**Data records:**
◆ ◆ ◆

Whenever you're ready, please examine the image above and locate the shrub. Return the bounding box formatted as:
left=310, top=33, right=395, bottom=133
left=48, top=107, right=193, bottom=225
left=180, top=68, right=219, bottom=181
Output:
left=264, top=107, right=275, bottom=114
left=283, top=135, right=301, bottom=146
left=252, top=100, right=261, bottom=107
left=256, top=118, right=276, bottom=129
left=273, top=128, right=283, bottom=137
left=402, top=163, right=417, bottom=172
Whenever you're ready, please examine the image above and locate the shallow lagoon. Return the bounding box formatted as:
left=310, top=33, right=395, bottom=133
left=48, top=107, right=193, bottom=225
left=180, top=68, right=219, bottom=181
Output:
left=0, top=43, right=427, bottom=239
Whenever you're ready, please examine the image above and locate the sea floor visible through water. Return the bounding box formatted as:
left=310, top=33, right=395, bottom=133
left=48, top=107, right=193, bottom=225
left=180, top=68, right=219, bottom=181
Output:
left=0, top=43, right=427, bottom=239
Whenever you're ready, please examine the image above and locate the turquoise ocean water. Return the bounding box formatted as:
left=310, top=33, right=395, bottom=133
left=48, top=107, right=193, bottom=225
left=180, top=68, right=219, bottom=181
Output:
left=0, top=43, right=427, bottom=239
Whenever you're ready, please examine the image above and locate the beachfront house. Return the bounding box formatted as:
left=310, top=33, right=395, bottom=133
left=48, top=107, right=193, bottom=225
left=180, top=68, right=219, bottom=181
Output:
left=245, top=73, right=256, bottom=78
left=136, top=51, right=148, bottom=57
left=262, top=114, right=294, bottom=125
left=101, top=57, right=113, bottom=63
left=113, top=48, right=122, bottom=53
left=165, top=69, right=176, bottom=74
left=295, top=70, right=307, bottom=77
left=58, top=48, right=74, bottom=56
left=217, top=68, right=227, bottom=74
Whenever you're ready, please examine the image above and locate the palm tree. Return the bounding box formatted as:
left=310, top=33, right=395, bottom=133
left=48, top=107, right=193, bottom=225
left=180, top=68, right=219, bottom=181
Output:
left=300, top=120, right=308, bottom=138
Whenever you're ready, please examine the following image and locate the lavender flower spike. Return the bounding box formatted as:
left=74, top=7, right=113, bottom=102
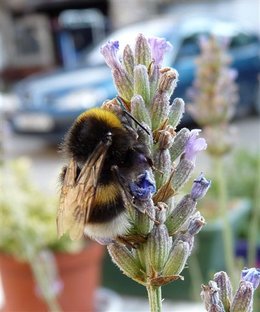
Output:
left=148, top=37, right=172, bottom=66
left=241, top=268, right=260, bottom=289
left=184, top=129, right=207, bottom=163
left=191, top=173, right=211, bottom=200
left=130, top=170, right=156, bottom=200
left=100, top=41, right=122, bottom=69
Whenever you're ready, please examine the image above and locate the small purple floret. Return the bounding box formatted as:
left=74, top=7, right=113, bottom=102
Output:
left=184, top=129, right=207, bottom=163
left=100, top=41, right=121, bottom=69
left=130, top=170, right=156, bottom=200
left=148, top=37, right=172, bottom=66
left=191, top=173, right=211, bottom=200
left=241, top=268, right=260, bottom=289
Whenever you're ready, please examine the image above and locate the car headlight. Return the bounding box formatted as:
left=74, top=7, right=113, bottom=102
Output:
left=55, top=89, right=107, bottom=110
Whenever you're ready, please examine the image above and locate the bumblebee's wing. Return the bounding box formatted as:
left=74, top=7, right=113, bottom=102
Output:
left=56, top=159, right=77, bottom=237
left=57, top=143, right=108, bottom=239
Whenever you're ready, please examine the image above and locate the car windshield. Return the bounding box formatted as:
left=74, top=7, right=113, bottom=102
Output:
left=83, top=17, right=177, bottom=66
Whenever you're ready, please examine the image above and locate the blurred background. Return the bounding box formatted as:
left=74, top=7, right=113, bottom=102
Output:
left=0, top=0, right=260, bottom=312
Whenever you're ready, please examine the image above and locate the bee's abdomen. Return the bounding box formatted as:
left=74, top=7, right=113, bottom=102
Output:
left=89, top=183, right=125, bottom=223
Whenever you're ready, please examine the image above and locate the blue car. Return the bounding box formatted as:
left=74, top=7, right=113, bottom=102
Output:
left=10, top=16, right=260, bottom=140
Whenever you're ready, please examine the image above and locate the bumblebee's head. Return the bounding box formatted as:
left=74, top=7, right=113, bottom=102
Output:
left=64, top=108, right=132, bottom=163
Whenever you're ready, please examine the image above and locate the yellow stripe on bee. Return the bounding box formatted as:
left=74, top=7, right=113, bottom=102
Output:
left=77, top=108, right=123, bottom=128
left=95, top=183, right=120, bottom=205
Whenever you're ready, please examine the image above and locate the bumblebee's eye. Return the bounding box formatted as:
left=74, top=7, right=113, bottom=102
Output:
left=138, top=154, right=147, bottom=163
left=104, top=132, right=112, bottom=143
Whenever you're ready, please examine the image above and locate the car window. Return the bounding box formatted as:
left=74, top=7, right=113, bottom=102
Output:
left=230, top=32, right=258, bottom=49
left=176, top=33, right=207, bottom=62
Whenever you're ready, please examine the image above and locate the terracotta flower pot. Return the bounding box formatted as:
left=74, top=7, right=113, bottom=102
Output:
left=0, top=243, right=104, bottom=312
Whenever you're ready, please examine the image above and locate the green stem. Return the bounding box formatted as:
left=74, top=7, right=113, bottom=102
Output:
left=215, top=157, right=236, bottom=285
left=189, top=253, right=203, bottom=302
left=248, top=157, right=260, bottom=267
left=146, top=285, right=162, bottom=312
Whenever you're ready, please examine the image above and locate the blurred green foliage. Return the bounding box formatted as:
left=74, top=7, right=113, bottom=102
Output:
left=0, top=158, right=83, bottom=260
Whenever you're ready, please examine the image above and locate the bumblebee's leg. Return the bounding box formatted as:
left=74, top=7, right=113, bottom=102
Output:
left=116, top=235, right=147, bottom=249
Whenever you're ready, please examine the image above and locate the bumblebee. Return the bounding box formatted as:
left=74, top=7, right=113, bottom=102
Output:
left=57, top=108, right=152, bottom=240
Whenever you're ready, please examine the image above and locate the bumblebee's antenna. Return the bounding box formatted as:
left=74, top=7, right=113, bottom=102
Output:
left=116, top=96, right=150, bottom=135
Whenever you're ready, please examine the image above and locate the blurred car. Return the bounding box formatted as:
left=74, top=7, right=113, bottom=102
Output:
left=8, top=16, right=260, bottom=139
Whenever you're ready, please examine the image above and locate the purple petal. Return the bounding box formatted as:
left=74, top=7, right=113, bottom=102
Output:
left=191, top=173, right=211, bottom=200
left=100, top=41, right=121, bottom=69
left=130, top=170, right=156, bottom=200
left=241, top=268, right=260, bottom=289
left=148, top=37, right=172, bottom=66
left=184, top=129, right=207, bottom=162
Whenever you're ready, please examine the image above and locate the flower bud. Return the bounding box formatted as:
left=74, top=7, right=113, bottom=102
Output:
left=134, top=65, right=150, bottom=105
left=166, top=195, right=196, bottom=235
left=241, top=268, right=260, bottom=289
left=158, top=126, right=175, bottom=150
left=200, top=281, right=225, bottom=312
left=162, top=241, right=190, bottom=276
left=131, top=94, right=152, bottom=128
left=154, top=149, right=172, bottom=189
left=169, top=98, right=185, bottom=129
left=100, top=41, right=122, bottom=70
left=214, top=271, right=232, bottom=311
left=123, top=44, right=134, bottom=78
left=158, top=67, right=178, bottom=95
left=191, top=173, right=211, bottom=200
left=135, top=34, right=152, bottom=68
left=172, top=158, right=195, bottom=192
left=184, top=129, right=207, bottom=163
left=146, top=224, right=172, bottom=273
left=155, top=202, right=168, bottom=224
left=107, top=243, right=144, bottom=284
left=112, top=69, right=133, bottom=103
left=148, top=62, right=160, bottom=104
left=230, top=281, right=254, bottom=312
left=148, top=37, right=172, bottom=66
left=188, top=211, right=206, bottom=236
left=151, top=92, right=169, bottom=130
left=170, top=128, right=190, bottom=161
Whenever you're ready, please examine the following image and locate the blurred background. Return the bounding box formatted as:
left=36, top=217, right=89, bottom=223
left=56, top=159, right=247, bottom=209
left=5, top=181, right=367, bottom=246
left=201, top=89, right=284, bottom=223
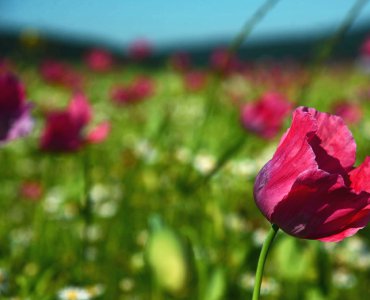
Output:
left=0, top=0, right=370, bottom=300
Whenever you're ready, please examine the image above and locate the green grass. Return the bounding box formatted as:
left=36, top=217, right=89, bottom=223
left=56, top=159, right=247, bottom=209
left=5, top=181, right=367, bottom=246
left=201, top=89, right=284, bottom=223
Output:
left=0, top=57, right=370, bottom=300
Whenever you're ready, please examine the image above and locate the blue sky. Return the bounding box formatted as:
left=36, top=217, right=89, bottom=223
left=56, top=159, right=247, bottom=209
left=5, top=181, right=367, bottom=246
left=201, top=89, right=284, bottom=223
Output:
left=0, top=0, right=370, bottom=48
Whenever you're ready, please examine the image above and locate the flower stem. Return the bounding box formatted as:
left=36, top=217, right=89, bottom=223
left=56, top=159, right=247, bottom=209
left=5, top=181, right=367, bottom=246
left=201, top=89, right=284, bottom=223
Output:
left=252, top=224, right=279, bottom=300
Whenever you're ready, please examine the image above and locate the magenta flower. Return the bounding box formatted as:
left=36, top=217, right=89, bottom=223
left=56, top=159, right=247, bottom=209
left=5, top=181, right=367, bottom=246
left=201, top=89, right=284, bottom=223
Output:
left=85, top=48, right=113, bottom=72
left=254, top=107, right=370, bottom=242
left=40, top=94, right=110, bottom=152
left=333, top=101, right=363, bottom=124
left=0, top=73, right=33, bottom=144
left=111, top=77, right=154, bottom=105
left=241, top=92, right=292, bottom=139
left=128, top=39, right=153, bottom=60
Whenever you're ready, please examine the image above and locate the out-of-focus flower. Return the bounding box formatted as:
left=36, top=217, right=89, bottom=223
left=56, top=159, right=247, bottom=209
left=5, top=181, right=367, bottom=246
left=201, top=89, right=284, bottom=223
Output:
left=193, top=154, right=216, bottom=174
left=40, top=59, right=83, bottom=89
left=254, top=107, right=370, bottom=242
left=241, top=92, right=292, bottom=139
left=128, top=39, right=153, bottom=60
left=0, top=57, right=13, bottom=74
left=210, top=48, right=241, bottom=75
left=170, top=52, right=191, bottom=73
left=0, top=72, right=33, bottom=144
left=40, top=93, right=110, bottom=152
left=184, top=71, right=207, bottom=92
left=58, top=287, right=92, bottom=300
left=333, top=101, right=363, bottom=124
left=111, top=77, right=154, bottom=105
left=19, top=181, right=43, bottom=201
left=360, top=36, right=370, bottom=58
left=85, top=48, right=113, bottom=72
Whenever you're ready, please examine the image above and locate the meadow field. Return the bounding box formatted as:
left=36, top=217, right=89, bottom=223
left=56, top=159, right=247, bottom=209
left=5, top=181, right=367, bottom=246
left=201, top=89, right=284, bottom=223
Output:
left=0, top=38, right=370, bottom=300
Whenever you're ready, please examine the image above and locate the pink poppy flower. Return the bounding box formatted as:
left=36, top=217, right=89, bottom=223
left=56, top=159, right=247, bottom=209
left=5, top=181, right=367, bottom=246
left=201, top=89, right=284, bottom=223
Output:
left=170, top=52, right=191, bottom=73
left=128, top=39, right=153, bottom=60
left=183, top=71, right=207, bottom=92
left=241, top=92, right=292, bottom=139
left=40, top=94, right=110, bottom=152
left=19, top=181, right=44, bottom=201
left=0, top=72, right=33, bottom=144
left=254, top=107, right=370, bottom=242
left=111, top=77, right=154, bottom=104
left=40, top=60, right=82, bottom=89
left=85, top=48, right=113, bottom=72
left=333, top=101, right=363, bottom=124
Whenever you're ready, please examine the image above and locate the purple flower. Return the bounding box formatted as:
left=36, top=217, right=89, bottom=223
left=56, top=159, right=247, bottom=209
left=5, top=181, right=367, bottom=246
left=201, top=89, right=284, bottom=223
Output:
left=0, top=72, right=33, bottom=144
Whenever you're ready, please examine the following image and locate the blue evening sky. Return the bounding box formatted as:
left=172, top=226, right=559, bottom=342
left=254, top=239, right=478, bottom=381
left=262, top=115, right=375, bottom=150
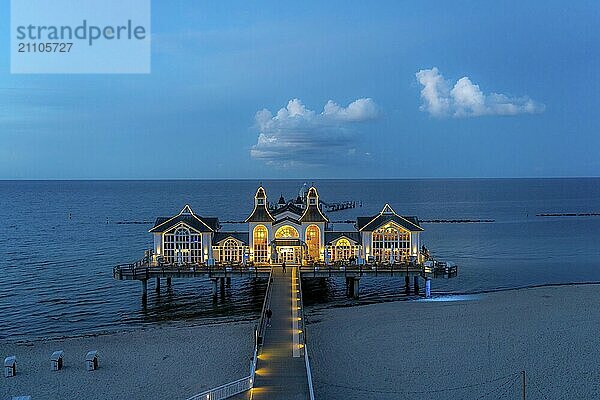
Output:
left=0, top=0, right=600, bottom=179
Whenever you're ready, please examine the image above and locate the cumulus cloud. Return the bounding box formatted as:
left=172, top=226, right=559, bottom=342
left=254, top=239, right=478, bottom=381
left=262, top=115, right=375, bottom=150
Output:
left=415, top=67, right=545, bottom=117
left=250, top=98, right=378, bottom=167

◆ ◆ ◆

**SET PROBLEM:**
Write out every line again, beginning at the line that has "the flower bud." and stopping after the line that has "left=170, top=128, right=190, bottom=161". Multiply each bounding-box coordinate in the answers by 1.95 and round to whole numbers, rounding halves up, and leave all other lines, the sample box line included, unchanged.

**ANSWER TO THE TASK:**
Whenever you're ready, please examine the image above and locate the flower bud. Return the bounding box formatted as:
left=74, top=7, right=113, bottom=102
Output:
left=261, top=127, right=293, bottom=205
left=324, top=380, right=382, bottom=458
left=470, top=523, right=507, bottom=564
left=308, top=246, right=341, bottom=293
left=390, top=548, right=439, bottom=608
left=316, top=470, right=371, bottom=538
left=255, top=183, right=296, bottom=250
left=300, top=291, right=335, bottom=369
left=330, top=191, right=361, bottom=252
left=195, top=80, right=238, bottom=137
left=417, top=528, right=452, bottom=606
left=240, top=86, right=261, bottom=152
left=308, top=131, right=347, bottom=185
left=372, top=337, right=411, bottom=390
left=263, top=66, right=296, bottom=133
left=335, top=308, right=380, bottom=374
left=359, top=252, right=404, bottom=318
left=285, top=437, right=335, bottom=532
left=302, top=394, right=328, bottom=437
left=209, top=474, right=281, bottom=554
left=218, top=135, right=259, bottom=201
left=289, top=121, right=312, bottom=203
left=449, top=548, right=495, bottom=608
left=289, top=72, right=335, bottom=129
left=367, top=411, right=402, bottom=460
left=294, top=179, right=330, bottom=254
left=332, top=250, right=371, bottom=314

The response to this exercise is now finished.